THE REQUEST
Print the items that follow exactly as they appear, with no changes.

[Stored items]
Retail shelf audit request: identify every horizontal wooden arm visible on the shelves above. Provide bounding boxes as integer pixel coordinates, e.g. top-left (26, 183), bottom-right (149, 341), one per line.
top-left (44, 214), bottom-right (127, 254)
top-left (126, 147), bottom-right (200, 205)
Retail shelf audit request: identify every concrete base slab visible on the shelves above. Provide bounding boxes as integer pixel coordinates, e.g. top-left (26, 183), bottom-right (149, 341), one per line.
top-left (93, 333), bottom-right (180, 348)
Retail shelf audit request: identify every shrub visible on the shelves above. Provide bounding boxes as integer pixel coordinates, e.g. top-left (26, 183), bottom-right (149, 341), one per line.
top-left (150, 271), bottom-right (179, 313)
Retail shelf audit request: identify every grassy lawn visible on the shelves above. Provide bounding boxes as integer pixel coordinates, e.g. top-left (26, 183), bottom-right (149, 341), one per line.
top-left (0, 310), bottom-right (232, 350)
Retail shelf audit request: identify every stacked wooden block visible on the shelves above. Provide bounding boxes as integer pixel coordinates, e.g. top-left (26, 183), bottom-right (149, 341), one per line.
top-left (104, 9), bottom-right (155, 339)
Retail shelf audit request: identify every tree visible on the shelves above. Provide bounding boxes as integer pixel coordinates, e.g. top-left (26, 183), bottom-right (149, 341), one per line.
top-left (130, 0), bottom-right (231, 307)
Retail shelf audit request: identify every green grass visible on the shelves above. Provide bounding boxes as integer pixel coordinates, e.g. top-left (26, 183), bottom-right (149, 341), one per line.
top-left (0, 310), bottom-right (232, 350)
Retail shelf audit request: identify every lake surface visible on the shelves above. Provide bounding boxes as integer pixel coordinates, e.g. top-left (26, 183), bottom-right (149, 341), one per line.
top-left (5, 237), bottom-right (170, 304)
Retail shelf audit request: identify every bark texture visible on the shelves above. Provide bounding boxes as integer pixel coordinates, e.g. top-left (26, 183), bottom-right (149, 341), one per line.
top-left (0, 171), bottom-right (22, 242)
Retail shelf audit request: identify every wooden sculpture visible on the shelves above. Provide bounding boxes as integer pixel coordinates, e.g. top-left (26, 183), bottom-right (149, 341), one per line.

EXERCISE ANSWER
Retail shelf audit request: identify every horizontal wooden arm visible on the shelves above. Provide bounding boxes as integer pixel coordinates, e.g. top-left (26, 183), bottom-right (149, 341), one per line.
top-left (44, 214), bottom-right (127, 254)
top-left (126, 147), bottom-right (200, 205)
Retail shelf audit request: identify every concrete base slab visible on the shelves above. Provide bounding boxes as integer pixel coordinates, e.g. top-left (26, 183), bottom-right (149, 341), one per line.
top-left (93, 333), bottom-right (180, 348)
Retail shelf audit request: identify every shrub visible on the shelves above. Provide bounding boxes as integer pixel coordinates, e.g. top-left (26, 183), bottom-right (149, 341), one per line.
top-left (150, 271), bottom-right (179, 313)
Retail shelf audit request: identify every grassy lawn visible on the shelves above. Provide bounding boxes as integer pixel coordinates, e.g. top-left (26, 183), bottom-right (149, 341), one per line.
top-left (0, 310), bottom-right (232, 350)
Retail shelf audit request: identify every stacked wooden block visible on the shelves above. Provide bounding boxes as integer pixel coordinates, e.g. top-left (26, 183), bottom-right (149, 341), one per line.
top-left (104, 9), bottom-right (155, 339)
Retail shelf audit request: identify every tree visible on the shelves above. Provide bounding boxes as integer pixel coordinates, e.g. top-left (26, 183), bottom-right (149, 341), one per line.
top-left (130, 0), bottom-right (231, 307)
Retail shelf audit request: identify every green grass visible on the shelves above. Provide bounding boxes as integer pixel coordinates, e.g. top-left (26, 183), bottom-right (149, 341), one per line.
top-left (0, 310), bottom-right (232, 350)
Retail shelf audit request: identify every lake surface visible on the shelves above. Provide bounding boxes as integer pixel coordinates, e.g. top-left (26, 183), bottom-right (149, 341), one per line.
top-left (5, 237), bottom-right (170, 304)
Retail shelf audit request: identify every bark texture visible on the shelves above. Provide bounding boxes as integer pixel coordinates, e.g. top-left (26, 183), bottom-right (149, 341), one per line.
top-left (0, 171), bottom-right (22, 242)
Retail shelf audit request: identify every wooden sculpture visible on the shelves above. Provide bounding boxes as integer pixel coordinates, e.g. top-left (26, 183), bottom-right (149, 341), one per line.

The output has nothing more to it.